=== Goal ===
Answer these questions about the dedication:
1. In what year was the work entered according to Act of Congress?
2. In which court's clerk's office was it entered?
3. To whom is the work inscribed?

=== Extract to read ===

--------

Entered according to Act of Congress, in the year 1859, by
ALEXANDER M. BURRILL,

In the Clerk's office of the District Court of the United States for the Southern District of New York.

TO THE

243

DEAR SIR,

HON. WILLIAM KENT, LL. D.

I am sensible of a peculiar propriety in availing myself of your permission to inscribe to you the following work. It embodies (in however imperfect a form) the results of studies which received their earliest impulse and direction under the eye of your venerated father, and it is chiefly designed for use in a profession, in the practical duties of which I first received instruction from yourself. Knowing that, in you, professional eminence has ever been accompanied and adorned by the accomplishments of literature, I feel the less hesitation in offering to your notice a work which, in its general scope and bearing, belongs, perhaps, quite as much to the department of literature as to that of law. Knowing, too, that you are not one of those who, in their desire for improvement, would dissever the science of jurisprudence from its close dependence on the wisdom and learning of the past, I have hoped that you would not view with disapprobation or distaste the frequent references its pages contain to the lore of an almost forgotten age. But my highest satisfaction is in dedicating it to you, as a testimonial of personal esteem and regard, and as an expression of my sense of the unvarying kindness I have ever experienced at your hands.

--------

=== Data ===
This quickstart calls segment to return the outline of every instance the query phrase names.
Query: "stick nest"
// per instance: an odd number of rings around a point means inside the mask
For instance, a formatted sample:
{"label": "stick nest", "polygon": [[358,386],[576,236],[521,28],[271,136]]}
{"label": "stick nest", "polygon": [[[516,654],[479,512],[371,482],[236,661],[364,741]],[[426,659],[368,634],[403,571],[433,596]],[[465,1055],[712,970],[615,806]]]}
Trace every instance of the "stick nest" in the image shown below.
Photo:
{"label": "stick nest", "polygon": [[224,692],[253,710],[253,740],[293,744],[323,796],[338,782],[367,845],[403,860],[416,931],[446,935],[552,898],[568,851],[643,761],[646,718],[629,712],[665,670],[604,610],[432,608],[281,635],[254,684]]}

--------

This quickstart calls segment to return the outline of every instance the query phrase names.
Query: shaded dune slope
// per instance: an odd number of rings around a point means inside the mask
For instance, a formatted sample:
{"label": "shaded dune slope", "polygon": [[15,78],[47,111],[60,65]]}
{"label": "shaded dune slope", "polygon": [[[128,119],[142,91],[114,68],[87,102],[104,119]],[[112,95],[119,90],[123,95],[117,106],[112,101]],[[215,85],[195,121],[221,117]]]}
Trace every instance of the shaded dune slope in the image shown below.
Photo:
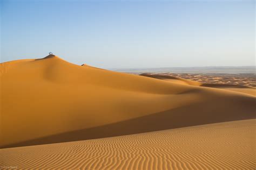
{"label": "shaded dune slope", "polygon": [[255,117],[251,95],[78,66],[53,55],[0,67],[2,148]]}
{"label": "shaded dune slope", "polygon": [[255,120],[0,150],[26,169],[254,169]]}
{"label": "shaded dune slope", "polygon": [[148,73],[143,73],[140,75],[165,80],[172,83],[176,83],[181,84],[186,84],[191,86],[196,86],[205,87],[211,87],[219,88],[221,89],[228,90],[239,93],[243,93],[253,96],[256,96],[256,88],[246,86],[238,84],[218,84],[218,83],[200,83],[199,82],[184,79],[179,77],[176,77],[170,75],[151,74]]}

--------

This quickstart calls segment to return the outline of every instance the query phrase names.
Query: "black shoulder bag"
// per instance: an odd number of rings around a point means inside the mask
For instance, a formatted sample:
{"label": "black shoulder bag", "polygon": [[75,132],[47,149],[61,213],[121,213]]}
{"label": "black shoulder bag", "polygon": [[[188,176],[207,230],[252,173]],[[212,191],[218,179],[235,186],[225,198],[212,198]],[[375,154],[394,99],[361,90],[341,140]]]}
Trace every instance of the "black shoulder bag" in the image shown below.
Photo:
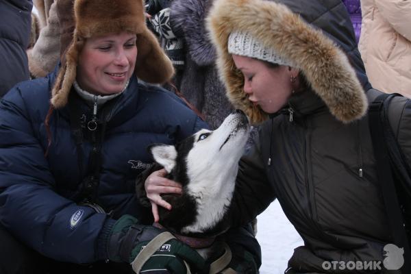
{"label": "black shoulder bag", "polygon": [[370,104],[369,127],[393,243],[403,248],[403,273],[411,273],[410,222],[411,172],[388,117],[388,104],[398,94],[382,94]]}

--------

=== Expected answer ===
1. 1859
2. The District Court of the United States for the Southern District of New York
3. Hon. William Kent, LL. D.